Come ricorda Roffino, su 3mila neonati non riconosciuti alla nascita ogni anno solo 200 di questi vengono partoriti con il parto in anonimato in ospedale, sicuro sia per la madre che per il figlio, riporta il Centro Studi Nisida del Ministero della Giustizia.

Secondo Roffino, la notevole diminuzione nel numero di neonati non riconosciuti, diminuiti in vent’anni del 49,7%, è da imputarsi anche “alla paura di essere ricercata tra 25 anni… a quel punto la donna non va a partorire in anonimato, partorisce da sola e poi se va bene porta il bambino in una culla termica.”.

Alla donna che mi ha messo al mondo è stato assicurato l’anonimato per 100 anni e invece io adesso potrei andare a cercarla”, ha riflettuto Roffino, condannando la possibilità di ricercare le madri compiuti i 25 anni.

## Voci dei dati
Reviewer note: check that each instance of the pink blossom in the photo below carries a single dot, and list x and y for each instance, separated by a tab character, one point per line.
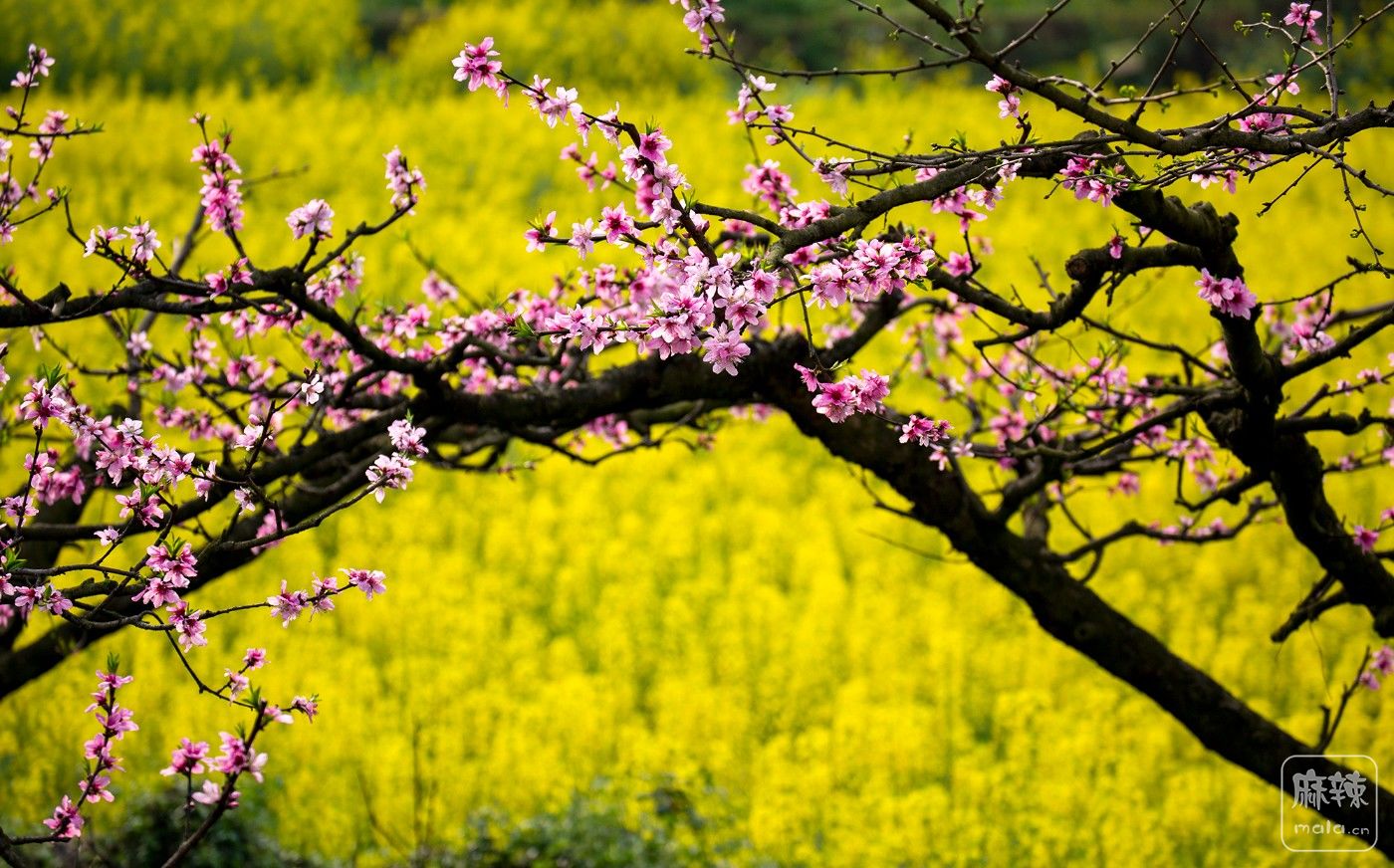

==

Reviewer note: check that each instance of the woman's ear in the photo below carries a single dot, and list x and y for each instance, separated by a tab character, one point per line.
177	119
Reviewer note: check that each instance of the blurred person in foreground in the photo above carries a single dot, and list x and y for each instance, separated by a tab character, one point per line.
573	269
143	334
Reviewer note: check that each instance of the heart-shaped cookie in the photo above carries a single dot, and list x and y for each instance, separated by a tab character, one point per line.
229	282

--

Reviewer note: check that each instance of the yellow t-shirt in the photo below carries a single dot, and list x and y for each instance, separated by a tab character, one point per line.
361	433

## Esercizi
[a] Trascrivi dall'estratto della pagina tutto il passo che va da "Alla donna che" giù fino a "compiuti i 25 anni.", senza cambiare nulla.
[b] Conta le righe dei dati che contengono la parola "above", distinguendo tra maiuscole e minuscole, e scrivi soltanto il numero.

## Risultati
[a]
Alla donna che mi ha messo al mondo è stato assicurato l’anonimato per 100 anni e invece io adesso potrei andare a cercarla”, ha riflettuto Roffino, condannando la possibilità di ricercare le madri compiuti i 25 anni.

[b] 2